TASK PROMPT: In the listing below, locate the line containing "of the player's"; reproduce that line and all lines that follow it, unchanged.

STUDY MATERIAL:
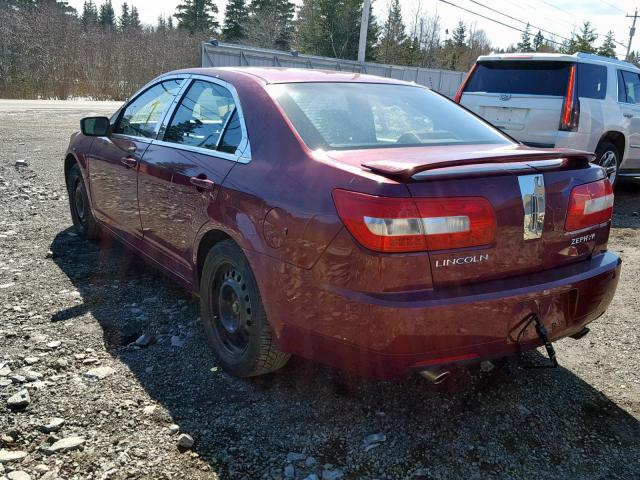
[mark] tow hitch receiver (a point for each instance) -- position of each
(544, 336)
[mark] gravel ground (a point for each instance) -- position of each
(100, 407)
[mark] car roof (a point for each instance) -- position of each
(579, 57)
(271, 75)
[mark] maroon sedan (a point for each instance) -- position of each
(366, 223)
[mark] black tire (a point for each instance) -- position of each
(608, 157)
(233, 316)
(84, 222)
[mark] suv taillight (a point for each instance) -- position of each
(590, 204)
(464, 83)
(571, 106)
(386, 224)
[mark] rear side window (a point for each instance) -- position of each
(628, 87)
(592, 81)
(520, 77)
(205, 114)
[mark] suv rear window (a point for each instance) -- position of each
(369, 115)
(520, 77)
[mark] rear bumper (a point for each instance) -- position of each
(390, 334)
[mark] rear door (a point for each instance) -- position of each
(523, 98)
(629, 100)
(114, 159)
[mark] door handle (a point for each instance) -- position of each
(202, 183)
(129, 162)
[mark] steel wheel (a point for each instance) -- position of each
(232, 310)
(83, 220)
(233, 316)
(609, 161)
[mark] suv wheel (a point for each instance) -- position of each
(234, 319)
(607, 157)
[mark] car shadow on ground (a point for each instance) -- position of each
(508, 423)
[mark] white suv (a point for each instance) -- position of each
(580, 101)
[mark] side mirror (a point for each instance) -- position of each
(95, 126)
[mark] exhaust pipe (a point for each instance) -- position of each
(435, 375)
(580, 334)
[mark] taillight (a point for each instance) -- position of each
(571, 105)
(464, 83)
(385, 224)
(590, 204)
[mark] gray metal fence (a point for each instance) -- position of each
(218, 54)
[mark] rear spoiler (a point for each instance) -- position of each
(404, 171)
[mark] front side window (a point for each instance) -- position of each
(368, 115)
(142, 116)
(206, 118)
(629, 87)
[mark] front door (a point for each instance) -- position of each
(114, 159)
(181, 173)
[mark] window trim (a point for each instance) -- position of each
(139, 93)
(243, 152)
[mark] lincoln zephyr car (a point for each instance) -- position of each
(366, 223)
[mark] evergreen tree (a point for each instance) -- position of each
(459, 37)
(134, 19)
(525, 41)
(125, 17)
(392, 47)
(89, 15)
(608, 47)
(538, 41)
(236, 19)
(332, 28)
(107, 16)
(271, 23)
(584, 39)
(455, 48)
(197, 16)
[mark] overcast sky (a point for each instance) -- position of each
(557, 16)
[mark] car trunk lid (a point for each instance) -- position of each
(529, 192)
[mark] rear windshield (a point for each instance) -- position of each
(341, 116)
(520, 77)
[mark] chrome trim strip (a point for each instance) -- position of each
(533, 202)
(234, 157)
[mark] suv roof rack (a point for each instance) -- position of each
(592, 56)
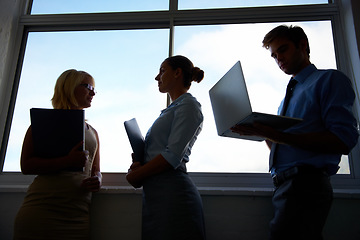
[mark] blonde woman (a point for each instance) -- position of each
(56, 205)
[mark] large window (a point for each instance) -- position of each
(123, 52)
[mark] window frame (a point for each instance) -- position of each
(169, 19)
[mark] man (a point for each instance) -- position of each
(304, 156)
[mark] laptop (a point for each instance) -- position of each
(231, 106)
(55, 132)
(136, 139)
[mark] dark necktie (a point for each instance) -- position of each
(289, 90)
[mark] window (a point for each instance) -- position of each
(201, 4)
(94, 6)
(124, 51)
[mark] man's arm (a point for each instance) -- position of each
(324, 142)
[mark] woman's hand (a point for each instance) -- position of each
(92, 184)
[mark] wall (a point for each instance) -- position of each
(227, 217)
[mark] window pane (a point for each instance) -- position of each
(199, 4)
(215, 49)
(96, 6)
(123, 66)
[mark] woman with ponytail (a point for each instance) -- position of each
(172, 206)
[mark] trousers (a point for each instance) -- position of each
(301, 206)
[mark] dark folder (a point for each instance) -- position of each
(136, 139)
(55, 132)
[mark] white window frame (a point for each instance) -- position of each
(228, 183)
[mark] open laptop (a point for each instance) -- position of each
(231, 106)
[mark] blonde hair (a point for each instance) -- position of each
(64, 97)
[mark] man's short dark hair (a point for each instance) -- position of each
(293, 33)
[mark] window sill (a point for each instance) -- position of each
(209, 184)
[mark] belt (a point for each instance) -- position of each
(280, 178)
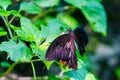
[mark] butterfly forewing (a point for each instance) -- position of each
(63, 47)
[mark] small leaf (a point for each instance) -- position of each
(38, 51)
(46, 3)
(80, 74)
(56, 27)
(15, 27)
(90, 76)
(5, 64)
(30, 8)
(16, 13)
(29, 31)
(95, 14)
(17, 51)
(5, 3)
(4, 13)
(3, 33)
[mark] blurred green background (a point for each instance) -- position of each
(43, 21)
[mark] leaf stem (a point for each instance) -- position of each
(33, 68)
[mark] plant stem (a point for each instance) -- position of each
(5, 19)
(33, 68)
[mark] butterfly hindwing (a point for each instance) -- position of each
(58, 49)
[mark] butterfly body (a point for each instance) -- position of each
(63, 48)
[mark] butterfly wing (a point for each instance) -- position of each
(59, 48)
(81, 39)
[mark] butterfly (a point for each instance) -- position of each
(64, 48)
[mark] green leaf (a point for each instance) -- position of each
(29, 31)
(38, 51)
(80, 74)
(94, 13)
(47, 3)
(3, 33)
(30, 8)
(68, 20)
(5, 64)
(4, 13)
(117, 72)
(89, 76)
(16, 13)
(17, 51)
(48, 64)
(1, 28)
(5, 3)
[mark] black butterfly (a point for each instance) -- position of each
(63, 47)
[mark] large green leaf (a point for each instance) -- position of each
(46, 3)
(30, 8)
(17, 51)
(5, 3)
(94, 13)
(3, 33)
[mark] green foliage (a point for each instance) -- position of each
(5, 3)
(5, 64)
(94, 13)
(2, 32)
(30, 8)
(42, 28)
(17, 51)
(47, 3)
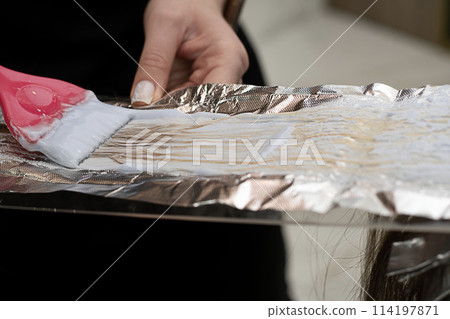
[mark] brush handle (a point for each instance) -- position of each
(28, 100)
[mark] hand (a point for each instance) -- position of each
(186, 43)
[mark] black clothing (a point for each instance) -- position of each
(46, 256)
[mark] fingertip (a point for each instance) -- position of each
(143, 93)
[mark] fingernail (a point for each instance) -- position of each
(143, 93)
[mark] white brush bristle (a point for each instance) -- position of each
(81, 130)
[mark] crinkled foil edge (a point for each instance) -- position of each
(33, 173)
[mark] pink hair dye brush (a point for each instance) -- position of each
(59, 119)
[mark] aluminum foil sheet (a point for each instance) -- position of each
(382, 150)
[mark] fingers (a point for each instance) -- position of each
(162, 39)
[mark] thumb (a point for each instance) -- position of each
(155, 63)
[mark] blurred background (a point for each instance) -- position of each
(402, 43)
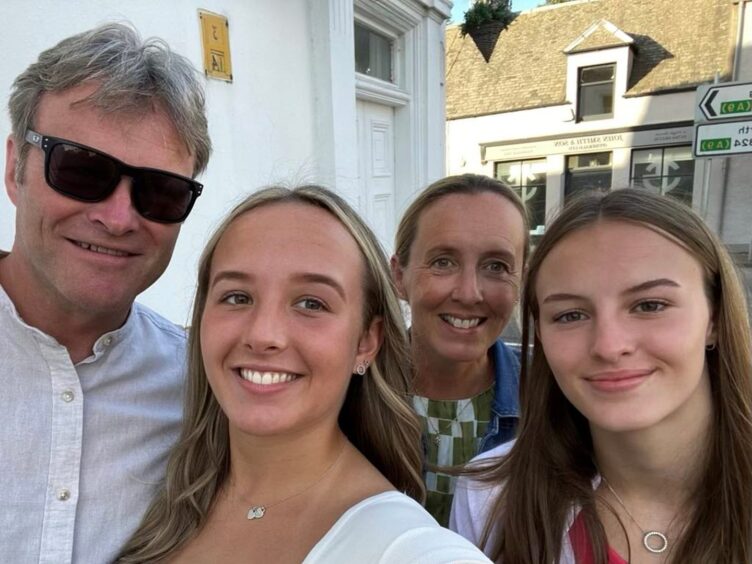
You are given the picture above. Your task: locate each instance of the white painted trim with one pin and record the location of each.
(379, 91)
(611, 28)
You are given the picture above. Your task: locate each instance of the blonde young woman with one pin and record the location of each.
(297, 439)
(460, 252)
(635, 442)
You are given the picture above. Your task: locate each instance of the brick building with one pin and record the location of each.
(601, 93)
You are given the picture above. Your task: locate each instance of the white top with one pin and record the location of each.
(391, 528)
(83, 447)
(473, 500)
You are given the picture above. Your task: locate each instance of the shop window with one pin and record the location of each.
(373, 53)
(528, 179)
(664, 170)
(587, 172)
(595, 92)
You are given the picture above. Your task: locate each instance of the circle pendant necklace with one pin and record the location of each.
(258, 511)
(653, 541)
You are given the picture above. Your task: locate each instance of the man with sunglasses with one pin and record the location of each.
(108, 133)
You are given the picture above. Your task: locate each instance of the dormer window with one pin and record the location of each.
(595, 92)
(373, 53)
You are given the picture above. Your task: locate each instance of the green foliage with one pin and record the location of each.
(487, 11)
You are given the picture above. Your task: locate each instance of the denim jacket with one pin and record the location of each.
(505, 409)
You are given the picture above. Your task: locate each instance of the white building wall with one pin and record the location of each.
(288, 116)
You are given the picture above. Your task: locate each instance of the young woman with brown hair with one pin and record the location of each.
(297, 439)
(635, 440)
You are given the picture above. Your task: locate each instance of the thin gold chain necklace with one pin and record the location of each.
(258, 511)
(647, 536)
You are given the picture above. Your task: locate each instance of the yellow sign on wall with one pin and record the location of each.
(215, 38)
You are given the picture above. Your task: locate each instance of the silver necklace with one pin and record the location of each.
(258, 511)
(647, 536)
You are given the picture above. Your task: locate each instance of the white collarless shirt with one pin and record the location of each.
(83, 447)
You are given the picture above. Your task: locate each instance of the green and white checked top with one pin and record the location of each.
(453, 430)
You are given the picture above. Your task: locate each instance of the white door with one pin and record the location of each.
(376, 168)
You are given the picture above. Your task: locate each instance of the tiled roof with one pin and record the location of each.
(677, 44)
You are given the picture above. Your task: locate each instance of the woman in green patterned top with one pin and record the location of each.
(461, 249)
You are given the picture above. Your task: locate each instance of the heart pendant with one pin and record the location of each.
(256, 512)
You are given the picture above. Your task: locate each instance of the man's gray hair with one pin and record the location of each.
(132, 75)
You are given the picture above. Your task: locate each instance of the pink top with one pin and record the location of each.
(583, 552)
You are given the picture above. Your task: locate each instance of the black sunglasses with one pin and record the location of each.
(89, 175)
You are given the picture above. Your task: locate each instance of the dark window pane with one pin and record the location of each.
(373, 53)
(596, 92)
(528, 179)
(603, 73)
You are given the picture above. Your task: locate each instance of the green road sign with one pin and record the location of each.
(724, 138)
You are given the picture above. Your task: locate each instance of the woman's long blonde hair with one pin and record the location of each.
(550, 468)
(375, 416)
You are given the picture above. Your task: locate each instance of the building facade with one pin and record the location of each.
(345, 93)
(601, 94)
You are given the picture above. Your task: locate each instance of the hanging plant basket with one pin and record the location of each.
(485, 37)
(484, 21)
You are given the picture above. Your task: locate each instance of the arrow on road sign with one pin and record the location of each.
(731, 100)
(707, 104)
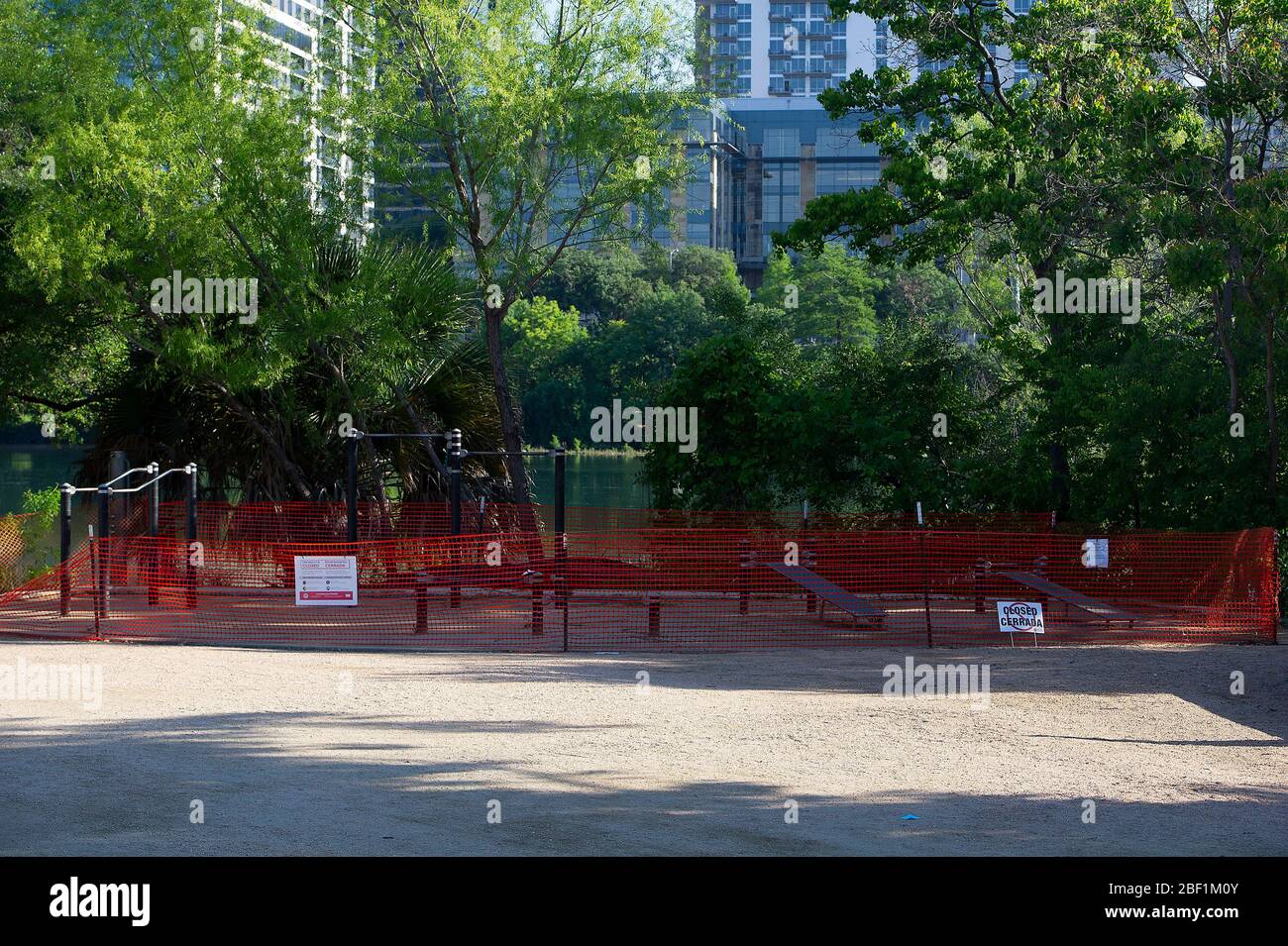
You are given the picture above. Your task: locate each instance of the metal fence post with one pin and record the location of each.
(103, 541)
(352, 495)
(454, 475)
(154, 530)
(191, 469)
(925, 579)
(64, 549)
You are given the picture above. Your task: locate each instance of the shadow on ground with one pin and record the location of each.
(128, 788)
(1199, 675)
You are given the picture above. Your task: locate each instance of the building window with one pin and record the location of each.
(782, 143)
(838, 176)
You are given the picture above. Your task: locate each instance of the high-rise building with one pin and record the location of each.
(786, 50)
(321, 52)
(769, 60)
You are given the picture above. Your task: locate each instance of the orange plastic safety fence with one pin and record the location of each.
(660, 588)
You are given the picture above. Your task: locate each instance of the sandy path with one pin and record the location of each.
(307, 752)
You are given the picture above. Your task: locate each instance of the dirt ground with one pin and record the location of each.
(402, 753)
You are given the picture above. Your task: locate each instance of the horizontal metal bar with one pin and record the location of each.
(507, 454)
(150, 468)
(155, 478)
(398, 437)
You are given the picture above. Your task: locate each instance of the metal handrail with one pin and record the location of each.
(188, 469)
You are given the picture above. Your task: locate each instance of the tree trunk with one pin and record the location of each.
(511, 424)
(1271, 417)
(1057, 454)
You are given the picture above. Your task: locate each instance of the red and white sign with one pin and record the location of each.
(326, 579)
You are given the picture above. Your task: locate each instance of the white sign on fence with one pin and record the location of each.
(1095, 554)
(1020, 617)
(326, 579)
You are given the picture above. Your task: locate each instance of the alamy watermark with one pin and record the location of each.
(945, 681)
(1076, 295)
(174, 293)
(53, 683)
(649, 425)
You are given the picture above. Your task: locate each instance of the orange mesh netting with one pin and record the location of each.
(739, 580)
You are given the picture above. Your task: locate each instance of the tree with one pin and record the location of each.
(828, 295)
(528, 129)
(1046, 172)
(198, 164)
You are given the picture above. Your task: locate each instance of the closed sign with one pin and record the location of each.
(1020, 617)
(326, 579)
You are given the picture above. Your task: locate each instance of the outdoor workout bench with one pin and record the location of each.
(825, 591)
(1106, 611)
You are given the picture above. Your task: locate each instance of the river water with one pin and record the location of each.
(592, 478)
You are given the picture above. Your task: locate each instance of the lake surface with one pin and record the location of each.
(592, 480)
(25, 468)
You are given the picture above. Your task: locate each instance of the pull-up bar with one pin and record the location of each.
(456, 455)
(106, 490)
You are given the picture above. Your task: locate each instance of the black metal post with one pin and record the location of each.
(64, 549)
(539, 604)
(561, 461)
(421, 605)
(562, 588)
(454, 475)
(925, 581)
(353, 486)
(103, 541)
(154, 530)
(746, 560)
(192, 534)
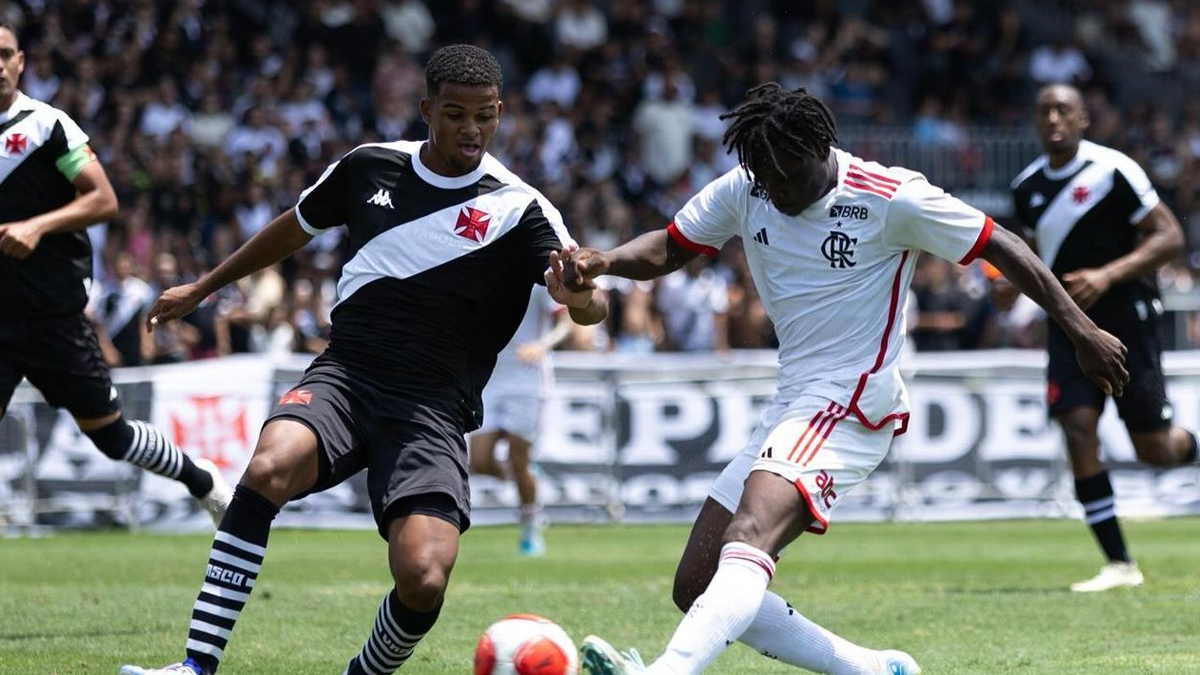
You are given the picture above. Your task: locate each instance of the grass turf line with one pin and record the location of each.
(963, 598)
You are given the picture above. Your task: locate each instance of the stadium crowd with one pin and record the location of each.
(211, 115)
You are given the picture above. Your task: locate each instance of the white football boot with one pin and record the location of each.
(1113, 575)
(601, 658)
(173, 669)
(217, 500)
(898, 663)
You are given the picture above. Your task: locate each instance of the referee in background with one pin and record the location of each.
(52, 189)
(1102, 230)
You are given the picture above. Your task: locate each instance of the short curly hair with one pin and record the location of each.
(461, 64)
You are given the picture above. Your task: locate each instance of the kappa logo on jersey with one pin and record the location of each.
(825, 483)
(839, 249)
(382, 198)
(16, 143)
(850, 211)
(472, 223)
(297, 396)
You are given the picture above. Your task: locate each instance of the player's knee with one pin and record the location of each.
(113, 438)
(1156, 451)
(687, 587)
(421, 585)
(273, 473)
(745, 529)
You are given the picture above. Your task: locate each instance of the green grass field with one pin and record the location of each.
(964, 598)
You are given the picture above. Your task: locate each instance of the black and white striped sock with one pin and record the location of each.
(237, 556)
(155, 453)
(1099, 511)
(391, 641)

SOLVED EXERCISE:
You are given the picture above. Your task: locate each instance of the player's knee with one pin and record the location of each.
(113, 438)
(1156, 451)
(687, 587)
(421, 585)
(273, 473)
(745, 529)
You are given the picture above. Your task: locate each instance of the green grass field with one pin and record the location of each.
(964, 598)
You are given the picture above. Your task: locate each instance of the black and white striped sock with one pin and record the location of each.
(237, 556)
(155, 453)
(1099, 511)
(391, 641)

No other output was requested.